Exercise directions: Reproduce word for word the lines starting with the one containing "Annotate the climber's hand" and going on through the one containing "<point>108,772</point>", with both of those lines included. Leave the pictures out.

##### Dataset extract #####

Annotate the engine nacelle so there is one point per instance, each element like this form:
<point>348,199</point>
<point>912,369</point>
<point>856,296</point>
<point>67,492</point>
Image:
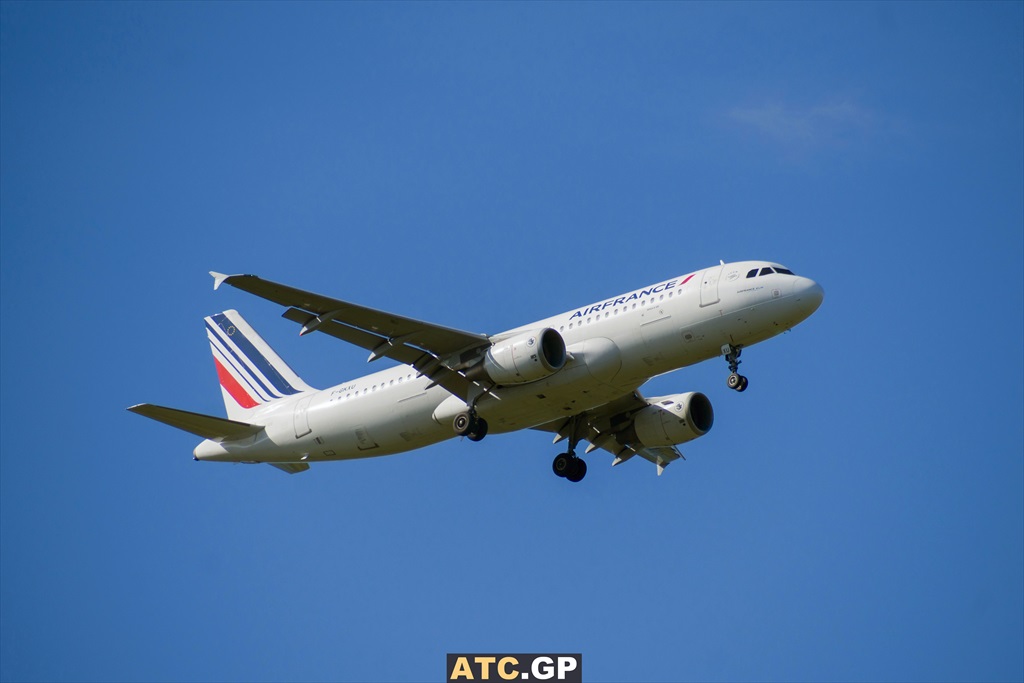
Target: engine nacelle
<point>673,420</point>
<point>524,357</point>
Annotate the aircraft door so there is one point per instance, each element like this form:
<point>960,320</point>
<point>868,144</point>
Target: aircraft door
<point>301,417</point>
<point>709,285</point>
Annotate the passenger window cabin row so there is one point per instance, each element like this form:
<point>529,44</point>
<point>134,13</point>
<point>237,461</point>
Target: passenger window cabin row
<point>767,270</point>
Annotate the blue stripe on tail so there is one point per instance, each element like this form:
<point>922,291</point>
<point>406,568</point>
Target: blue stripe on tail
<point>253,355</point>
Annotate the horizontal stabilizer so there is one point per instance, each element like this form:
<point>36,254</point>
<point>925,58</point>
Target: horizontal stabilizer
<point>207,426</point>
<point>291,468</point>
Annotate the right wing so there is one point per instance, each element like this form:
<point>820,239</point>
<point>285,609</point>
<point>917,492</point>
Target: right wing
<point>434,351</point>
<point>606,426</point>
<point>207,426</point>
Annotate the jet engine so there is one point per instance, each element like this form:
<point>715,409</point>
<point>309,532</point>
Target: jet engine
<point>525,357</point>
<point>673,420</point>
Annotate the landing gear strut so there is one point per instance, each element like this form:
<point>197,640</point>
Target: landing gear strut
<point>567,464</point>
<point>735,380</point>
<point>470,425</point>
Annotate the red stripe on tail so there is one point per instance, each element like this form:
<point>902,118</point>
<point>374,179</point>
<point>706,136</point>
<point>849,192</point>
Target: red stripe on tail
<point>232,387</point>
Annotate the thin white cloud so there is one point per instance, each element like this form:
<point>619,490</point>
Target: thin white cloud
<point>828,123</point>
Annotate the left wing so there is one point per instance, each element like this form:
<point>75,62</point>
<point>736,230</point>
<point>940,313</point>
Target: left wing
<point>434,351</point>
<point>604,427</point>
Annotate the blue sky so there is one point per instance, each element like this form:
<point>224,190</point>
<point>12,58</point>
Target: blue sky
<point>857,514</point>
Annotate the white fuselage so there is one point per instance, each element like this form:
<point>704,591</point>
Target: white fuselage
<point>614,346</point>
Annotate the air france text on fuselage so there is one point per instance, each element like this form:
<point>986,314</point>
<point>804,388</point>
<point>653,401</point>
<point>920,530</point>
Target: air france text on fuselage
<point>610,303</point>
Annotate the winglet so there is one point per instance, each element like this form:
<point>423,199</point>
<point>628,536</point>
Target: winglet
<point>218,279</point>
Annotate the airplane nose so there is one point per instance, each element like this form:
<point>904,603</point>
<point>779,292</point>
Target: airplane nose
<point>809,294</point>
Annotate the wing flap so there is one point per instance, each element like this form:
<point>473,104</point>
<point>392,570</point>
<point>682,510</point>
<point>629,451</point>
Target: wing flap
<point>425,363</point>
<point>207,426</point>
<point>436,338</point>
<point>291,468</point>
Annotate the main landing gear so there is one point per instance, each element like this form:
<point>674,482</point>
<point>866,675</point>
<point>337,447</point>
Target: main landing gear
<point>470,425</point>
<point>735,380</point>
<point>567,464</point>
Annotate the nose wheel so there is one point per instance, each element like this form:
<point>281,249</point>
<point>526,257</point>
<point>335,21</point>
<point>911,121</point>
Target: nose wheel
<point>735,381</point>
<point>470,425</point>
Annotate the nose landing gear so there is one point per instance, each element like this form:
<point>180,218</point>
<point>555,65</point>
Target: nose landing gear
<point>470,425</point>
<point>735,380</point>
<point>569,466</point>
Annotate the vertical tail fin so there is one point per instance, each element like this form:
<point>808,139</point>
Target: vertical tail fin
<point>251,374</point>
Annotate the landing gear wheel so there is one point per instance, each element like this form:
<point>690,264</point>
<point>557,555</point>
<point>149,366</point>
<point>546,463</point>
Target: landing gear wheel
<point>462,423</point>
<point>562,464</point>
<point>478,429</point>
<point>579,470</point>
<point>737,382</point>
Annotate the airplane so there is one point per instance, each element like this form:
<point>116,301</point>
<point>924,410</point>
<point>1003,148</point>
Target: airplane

#####
##### Dataset extract #####

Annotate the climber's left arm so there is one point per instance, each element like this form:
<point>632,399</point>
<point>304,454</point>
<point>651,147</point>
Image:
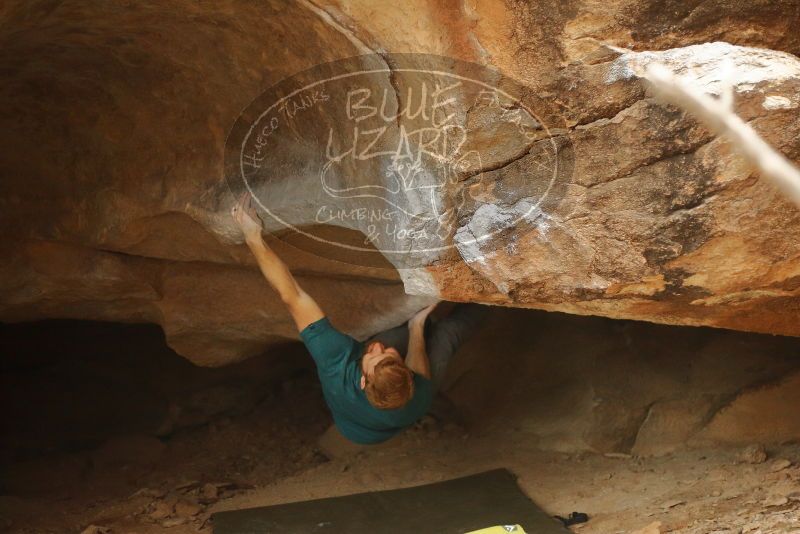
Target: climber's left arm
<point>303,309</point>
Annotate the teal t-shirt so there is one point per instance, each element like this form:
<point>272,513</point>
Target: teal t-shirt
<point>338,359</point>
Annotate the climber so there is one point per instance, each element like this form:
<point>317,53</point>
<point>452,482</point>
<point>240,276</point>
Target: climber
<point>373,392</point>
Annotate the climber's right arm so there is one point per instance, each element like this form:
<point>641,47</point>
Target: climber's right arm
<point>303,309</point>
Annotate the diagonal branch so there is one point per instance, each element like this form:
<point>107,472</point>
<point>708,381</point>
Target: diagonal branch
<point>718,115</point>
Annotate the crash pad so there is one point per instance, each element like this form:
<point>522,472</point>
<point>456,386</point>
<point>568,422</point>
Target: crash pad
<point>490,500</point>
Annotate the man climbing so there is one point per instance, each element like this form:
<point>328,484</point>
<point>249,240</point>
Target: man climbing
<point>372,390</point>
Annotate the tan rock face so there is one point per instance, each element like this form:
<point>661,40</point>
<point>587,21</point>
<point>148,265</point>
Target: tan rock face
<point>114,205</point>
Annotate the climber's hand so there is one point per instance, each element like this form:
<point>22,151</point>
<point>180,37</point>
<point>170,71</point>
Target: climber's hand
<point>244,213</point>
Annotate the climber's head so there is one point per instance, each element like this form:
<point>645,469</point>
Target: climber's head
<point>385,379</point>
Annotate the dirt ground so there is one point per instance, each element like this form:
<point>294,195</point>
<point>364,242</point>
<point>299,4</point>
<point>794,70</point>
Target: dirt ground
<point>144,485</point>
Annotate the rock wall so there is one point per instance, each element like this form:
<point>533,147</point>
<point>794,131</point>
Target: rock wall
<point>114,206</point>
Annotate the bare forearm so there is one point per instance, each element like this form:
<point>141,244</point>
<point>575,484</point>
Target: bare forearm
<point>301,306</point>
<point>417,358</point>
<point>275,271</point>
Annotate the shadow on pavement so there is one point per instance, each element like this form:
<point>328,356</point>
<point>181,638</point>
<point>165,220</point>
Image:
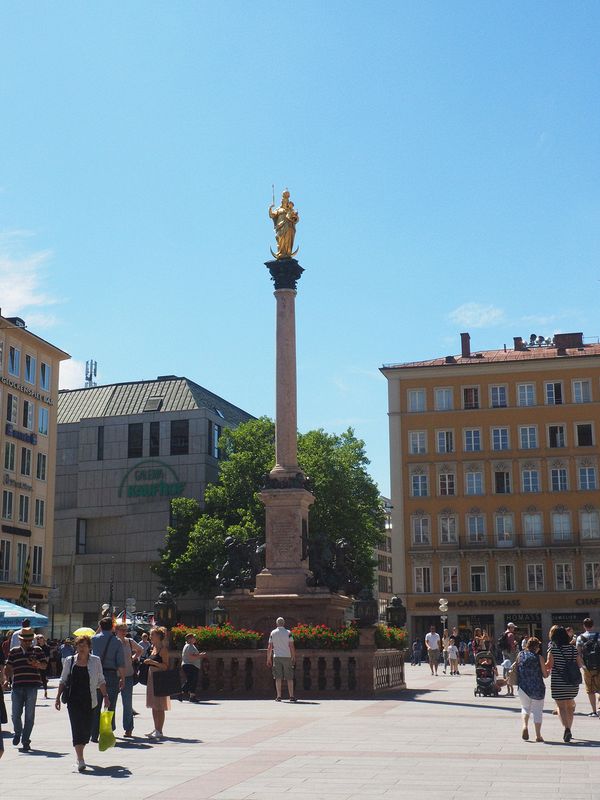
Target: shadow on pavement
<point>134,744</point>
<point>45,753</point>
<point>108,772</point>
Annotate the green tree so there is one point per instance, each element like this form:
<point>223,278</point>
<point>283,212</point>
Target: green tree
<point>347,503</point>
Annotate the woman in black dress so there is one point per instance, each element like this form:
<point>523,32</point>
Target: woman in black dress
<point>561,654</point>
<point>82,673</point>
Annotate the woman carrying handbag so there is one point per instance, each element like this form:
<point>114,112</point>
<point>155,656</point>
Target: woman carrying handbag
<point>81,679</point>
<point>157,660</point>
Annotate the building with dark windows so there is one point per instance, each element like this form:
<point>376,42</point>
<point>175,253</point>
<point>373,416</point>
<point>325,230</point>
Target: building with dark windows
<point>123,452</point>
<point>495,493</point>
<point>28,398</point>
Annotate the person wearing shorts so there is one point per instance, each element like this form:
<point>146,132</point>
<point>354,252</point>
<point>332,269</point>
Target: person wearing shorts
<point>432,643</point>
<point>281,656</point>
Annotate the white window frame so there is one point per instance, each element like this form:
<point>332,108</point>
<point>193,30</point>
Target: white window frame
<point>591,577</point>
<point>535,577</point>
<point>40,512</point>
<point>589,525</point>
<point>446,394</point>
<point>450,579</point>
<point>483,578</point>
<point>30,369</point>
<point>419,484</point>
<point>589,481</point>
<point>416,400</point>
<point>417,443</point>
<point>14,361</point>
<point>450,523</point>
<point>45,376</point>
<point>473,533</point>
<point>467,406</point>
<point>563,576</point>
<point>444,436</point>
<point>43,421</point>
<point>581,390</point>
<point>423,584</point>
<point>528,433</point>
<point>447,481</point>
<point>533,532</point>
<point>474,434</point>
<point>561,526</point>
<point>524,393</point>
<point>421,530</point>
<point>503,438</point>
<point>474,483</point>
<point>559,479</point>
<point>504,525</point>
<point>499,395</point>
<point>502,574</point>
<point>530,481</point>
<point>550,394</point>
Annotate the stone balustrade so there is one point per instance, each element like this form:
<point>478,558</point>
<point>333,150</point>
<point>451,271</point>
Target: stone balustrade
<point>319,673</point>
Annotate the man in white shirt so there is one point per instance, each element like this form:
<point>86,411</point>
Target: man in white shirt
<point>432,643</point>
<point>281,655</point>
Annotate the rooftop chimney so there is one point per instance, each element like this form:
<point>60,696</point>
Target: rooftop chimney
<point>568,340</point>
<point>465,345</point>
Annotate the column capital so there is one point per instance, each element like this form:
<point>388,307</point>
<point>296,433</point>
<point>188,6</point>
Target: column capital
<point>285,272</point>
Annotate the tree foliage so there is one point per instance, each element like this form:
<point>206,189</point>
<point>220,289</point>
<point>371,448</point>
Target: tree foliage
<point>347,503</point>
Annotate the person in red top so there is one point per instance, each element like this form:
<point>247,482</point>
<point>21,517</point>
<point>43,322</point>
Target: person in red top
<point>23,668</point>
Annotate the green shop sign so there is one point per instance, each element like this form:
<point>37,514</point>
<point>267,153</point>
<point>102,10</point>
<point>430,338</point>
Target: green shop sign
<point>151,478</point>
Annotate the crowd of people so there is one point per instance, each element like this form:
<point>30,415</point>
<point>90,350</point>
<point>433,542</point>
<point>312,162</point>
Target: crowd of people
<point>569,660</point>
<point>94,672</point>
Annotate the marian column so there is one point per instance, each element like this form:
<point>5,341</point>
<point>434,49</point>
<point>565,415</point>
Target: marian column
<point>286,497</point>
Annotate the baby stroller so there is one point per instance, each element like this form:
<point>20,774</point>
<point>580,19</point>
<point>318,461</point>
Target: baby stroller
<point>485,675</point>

#####
##### Dataset extract #####

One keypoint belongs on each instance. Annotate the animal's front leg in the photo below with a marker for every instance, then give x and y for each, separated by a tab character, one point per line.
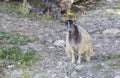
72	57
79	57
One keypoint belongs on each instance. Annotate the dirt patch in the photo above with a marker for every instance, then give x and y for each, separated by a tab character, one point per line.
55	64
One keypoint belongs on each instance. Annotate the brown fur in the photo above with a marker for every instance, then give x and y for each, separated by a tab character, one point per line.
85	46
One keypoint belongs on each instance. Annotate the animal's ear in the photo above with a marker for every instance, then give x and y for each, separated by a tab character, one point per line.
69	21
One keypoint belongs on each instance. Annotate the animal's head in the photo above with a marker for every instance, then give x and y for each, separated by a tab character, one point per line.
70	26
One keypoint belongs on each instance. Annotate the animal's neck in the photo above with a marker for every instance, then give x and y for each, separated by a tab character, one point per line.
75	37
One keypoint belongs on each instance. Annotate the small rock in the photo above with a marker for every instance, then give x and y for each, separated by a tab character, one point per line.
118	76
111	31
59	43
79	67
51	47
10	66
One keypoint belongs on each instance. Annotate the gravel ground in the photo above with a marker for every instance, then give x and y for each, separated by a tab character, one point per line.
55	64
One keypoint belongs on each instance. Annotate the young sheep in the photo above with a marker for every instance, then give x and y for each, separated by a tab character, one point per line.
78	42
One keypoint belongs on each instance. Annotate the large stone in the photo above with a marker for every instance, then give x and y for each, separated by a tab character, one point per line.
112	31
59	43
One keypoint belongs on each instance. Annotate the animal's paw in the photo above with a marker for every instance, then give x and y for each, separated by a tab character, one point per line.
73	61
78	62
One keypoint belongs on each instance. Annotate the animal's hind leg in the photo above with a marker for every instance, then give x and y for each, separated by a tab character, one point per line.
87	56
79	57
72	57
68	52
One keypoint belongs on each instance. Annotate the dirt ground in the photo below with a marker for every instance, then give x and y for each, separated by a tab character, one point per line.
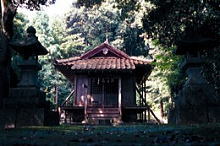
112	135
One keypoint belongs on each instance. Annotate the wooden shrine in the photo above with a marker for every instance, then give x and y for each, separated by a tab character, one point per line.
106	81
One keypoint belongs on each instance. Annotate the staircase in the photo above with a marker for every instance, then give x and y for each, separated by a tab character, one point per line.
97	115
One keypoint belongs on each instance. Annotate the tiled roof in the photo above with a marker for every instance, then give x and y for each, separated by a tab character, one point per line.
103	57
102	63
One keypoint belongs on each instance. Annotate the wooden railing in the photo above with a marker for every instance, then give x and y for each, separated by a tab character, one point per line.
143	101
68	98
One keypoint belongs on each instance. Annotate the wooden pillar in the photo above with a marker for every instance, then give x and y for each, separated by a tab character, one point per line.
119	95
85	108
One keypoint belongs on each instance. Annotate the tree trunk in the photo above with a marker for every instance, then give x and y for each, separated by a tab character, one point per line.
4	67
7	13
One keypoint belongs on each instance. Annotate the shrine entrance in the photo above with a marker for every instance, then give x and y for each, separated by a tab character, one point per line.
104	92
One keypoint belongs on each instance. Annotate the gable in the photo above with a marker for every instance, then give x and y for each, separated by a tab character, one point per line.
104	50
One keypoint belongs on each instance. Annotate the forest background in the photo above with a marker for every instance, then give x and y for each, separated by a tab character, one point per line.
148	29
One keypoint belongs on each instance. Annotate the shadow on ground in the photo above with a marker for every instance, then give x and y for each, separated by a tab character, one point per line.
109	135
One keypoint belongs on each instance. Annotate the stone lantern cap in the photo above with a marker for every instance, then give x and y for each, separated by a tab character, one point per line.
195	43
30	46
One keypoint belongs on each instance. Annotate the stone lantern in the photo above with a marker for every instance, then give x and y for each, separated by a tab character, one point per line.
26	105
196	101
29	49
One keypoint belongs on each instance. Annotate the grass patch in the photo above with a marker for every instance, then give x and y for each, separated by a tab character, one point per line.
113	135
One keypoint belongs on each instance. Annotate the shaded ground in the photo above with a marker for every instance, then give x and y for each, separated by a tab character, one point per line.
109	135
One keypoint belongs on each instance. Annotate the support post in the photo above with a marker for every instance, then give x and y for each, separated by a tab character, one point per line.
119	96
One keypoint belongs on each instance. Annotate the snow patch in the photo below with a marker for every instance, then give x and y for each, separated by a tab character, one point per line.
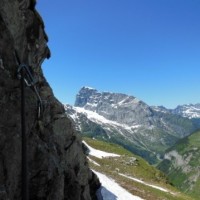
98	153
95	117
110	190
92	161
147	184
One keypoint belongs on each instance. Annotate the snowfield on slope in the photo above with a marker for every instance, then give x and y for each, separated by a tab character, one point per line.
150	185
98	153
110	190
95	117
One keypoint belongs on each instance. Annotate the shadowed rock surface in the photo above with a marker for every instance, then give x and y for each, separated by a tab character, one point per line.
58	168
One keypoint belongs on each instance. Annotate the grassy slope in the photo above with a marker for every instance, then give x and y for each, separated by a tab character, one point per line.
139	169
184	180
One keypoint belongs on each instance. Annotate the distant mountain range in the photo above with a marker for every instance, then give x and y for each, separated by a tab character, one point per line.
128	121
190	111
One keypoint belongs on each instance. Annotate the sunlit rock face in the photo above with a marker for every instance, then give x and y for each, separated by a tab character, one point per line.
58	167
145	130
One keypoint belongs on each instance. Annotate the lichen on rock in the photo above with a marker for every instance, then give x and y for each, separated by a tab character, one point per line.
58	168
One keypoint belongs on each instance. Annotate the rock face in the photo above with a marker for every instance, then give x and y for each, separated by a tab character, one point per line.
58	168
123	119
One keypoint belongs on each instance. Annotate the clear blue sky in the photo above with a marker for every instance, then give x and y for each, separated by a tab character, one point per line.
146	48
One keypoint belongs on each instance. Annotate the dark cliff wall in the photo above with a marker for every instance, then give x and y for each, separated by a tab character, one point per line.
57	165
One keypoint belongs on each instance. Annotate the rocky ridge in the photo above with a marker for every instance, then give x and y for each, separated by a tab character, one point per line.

#####

Full answer:
Annotate the climber's hand so there is one point per instance, each element like this form:
<point>22,151</point>
<point>180,37</point>
<point>170,71</point>
Target: climber's hand
<point>244,213</point>
Annotate the climber's head so there is one point per instance, each element like this form:
<point>645,469</point>
Target: climber's head
<point>385,379</point>
Annotate the dirt ground so there is one point per instance, each element like this form:
<point>294,195</point>
<point>364,242</point>
<point>299,4</point>
<point>794,70</point>
Target: dirt ground
<point>144,485</point>
Annotate the rock wall so there is one point per instance, each element like this form:
<point>533,147</point>
<point>794,131</point>
Target: rock wall
<point>114,206</point>
Annotate the bare forearm so there is one point per instance, each element like this form:
<point>141,244</point>
<point>575,484</point>
Target: bare forearm
<point>301,306</point>
<point>417,358</point>
<point>275,271</point>
Annotate the shadow on pavement so there is one point per instance, each element like this form:
<point>328,356</point>
<point>181,638</point>
<point>165,220</point>
Image:
Target: shadow on pavement
<point>134,744</point>
<point>45,753</point>
<point>108,772</point>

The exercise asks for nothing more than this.